TEXT SECTION:
========================================
# 6 lane trakmate???



## sidecar53 (May 14, 2006)

I've just built a small, 6 lane 4x8 dirt oval. I thought that with something that small, we wouldn't need to count laps. I was wrong. My 60 foot 6 lane roadcourse has a trackmate system and at $249 us, I can't really afford to buy another. My question is- am I wrong in thinking that all I would really need is a light gantry and another set of infrared sensors to use the system on my dirt track? I think it would just be a matter of disconnecting the roadcourse sensors from the computer and connecting the dirt track ones. Please give me your thoughts on this. Thanks 
Rick @ Rose City Motorplex (and Renegade Raceway)


----------



## Rick Voegelin (Oct 27, 2006)

Yes, this will work just fine if you plug the new sensor cable into your interface board. If you use the same lane designations and numbering as your road course, you won't even have to change the setup. Just plug and race!

Enjoy!
Rick V.


----------



## sidecar53 (May 14, 2006)

Thanks, Rick. Gonna order the sensor cable tomorrow.


----------



## Rick Voegelin (Oct 27, 2006)

sidecar53 said:


> Thanks, Rick. Gonna order the sensor cable tomorrow.


The only thing to be careful of is that Daniel has changed from a serial port interface to a USB plug (since not many computers have serial ports these days). The interface boards use different sensor cable plugs . . . so a cable for a serial port board won't work with a USB interface board, and vice versa. Depending on which interface you have, the new cable/sensor may not plug into your board.

I'd suggest you call Trackmate to make sure that the cable he is selling now is compatible with your interface board before ordering. Or if you have a serial board, he might have an old-style cable in stock.

The software will work with either serial or USB board . . . in fact, I prefer the older software, the newer version had some bugs (won't do timed practice rotation, for example).

Hope this helps,
Rick V.


----------



## Black Oxxpurple (Jul 3, 2011)

However, providing that the computer has a free slot available, you can still pick up an expansion board with two serial ports on it.
========================================
ENTRIES SHOWN:
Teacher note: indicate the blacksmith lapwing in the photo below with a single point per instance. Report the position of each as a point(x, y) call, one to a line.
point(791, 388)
========================================
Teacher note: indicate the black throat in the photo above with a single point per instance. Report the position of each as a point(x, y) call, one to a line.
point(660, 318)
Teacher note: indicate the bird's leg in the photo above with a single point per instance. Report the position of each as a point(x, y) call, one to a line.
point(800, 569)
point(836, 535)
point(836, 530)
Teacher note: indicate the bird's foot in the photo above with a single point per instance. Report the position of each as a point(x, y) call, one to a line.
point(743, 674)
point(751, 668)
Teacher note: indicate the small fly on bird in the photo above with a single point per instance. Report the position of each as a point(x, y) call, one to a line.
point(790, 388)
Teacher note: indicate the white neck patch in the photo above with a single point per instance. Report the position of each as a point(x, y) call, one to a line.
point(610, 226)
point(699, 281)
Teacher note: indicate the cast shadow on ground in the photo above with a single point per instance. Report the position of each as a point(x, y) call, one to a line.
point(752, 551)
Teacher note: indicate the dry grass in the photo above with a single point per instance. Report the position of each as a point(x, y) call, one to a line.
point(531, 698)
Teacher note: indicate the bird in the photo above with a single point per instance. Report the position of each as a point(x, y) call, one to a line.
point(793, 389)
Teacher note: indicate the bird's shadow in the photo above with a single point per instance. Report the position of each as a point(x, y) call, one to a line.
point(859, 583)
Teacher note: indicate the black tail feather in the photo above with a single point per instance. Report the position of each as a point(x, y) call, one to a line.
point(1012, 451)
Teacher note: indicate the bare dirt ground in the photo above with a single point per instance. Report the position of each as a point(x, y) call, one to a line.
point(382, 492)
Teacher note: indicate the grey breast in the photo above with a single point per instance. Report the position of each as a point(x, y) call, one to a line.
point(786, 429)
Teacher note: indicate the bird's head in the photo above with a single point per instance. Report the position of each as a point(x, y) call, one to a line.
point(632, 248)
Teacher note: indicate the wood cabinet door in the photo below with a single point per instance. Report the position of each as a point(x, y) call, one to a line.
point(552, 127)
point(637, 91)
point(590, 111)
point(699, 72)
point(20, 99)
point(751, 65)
========================================
SET PROBLEM: Please resume the forum thread about using one Trackmate lap-counting system on both a road course and a dirt oval, starting after its last post.

THE OUTPUT:
----------



## Rick Voegelin (Oct 27, 2006)

Black Oxxpurple said:


> However, providing that the computer has a free slot available, you can still pick up an expansion board with two serial ports on it.


The issue isn't the computer board . . . it's the Trackmate interface board that connects to the sensor cable on one side and the computer on the other. The original Trackmate board and cable had a 25-pin plug like a parallel printer port, while the new interface uses a Cat-5 style connector for the sensor cable.

You can run an old Trackmate board with a serial port connector on a USB-equipped computer by using a serial-to-USB adapter (although in my experience, this sometimes isn't a stable connection).

Hope this helps,
Rick V.


----------



## Rich Dumas (Sep 3, 2008)

All you need is the wire that goes from the sensors to the interface board. The red older type of board had a serial output and the input side takes a DB-25 connector. The wire from the sensors has a Cat-5 connector at the end and that plugs into a Cat-5 to DB-25 adapter. In my case the adapter also includes the components needed when you are using dead strips. The newer black interface board has a USB output and I believe that the input uses a Cat-5 connector. I use a serial to USB adapter dongle to connect the red interface board to my laptop computer.


----------



## Rick Voegelin (Oct 27, 2006)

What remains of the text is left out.